── SOURCE INFORMATION ──

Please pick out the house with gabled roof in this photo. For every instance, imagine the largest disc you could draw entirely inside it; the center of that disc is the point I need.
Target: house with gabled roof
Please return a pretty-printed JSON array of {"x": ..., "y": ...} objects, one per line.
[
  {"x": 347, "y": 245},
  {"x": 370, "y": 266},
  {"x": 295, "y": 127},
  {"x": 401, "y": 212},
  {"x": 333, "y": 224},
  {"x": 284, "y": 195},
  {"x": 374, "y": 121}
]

───

- WHAT YOU NEED TO DO
Please set down, with no changes, the line that contains "Target: house with gabled roof" and all the lines after it until the entries end; write nothing besides them.

- RESPONSE AREA
Target: house with gabled roof
Please return a pretty-printed JSON array of {"x": ..., "y": ...} objects, one per line.
[
  {"x": 347, "y": 245},
  {"x": 370, "y": 266},
  {"x": 295, "y": 127},
  {"x": 401, "y": 212},
  {"x": 333, "y": 224},
  {"x": 284, "y": 195},
  {"x": 374, "y": 121}
]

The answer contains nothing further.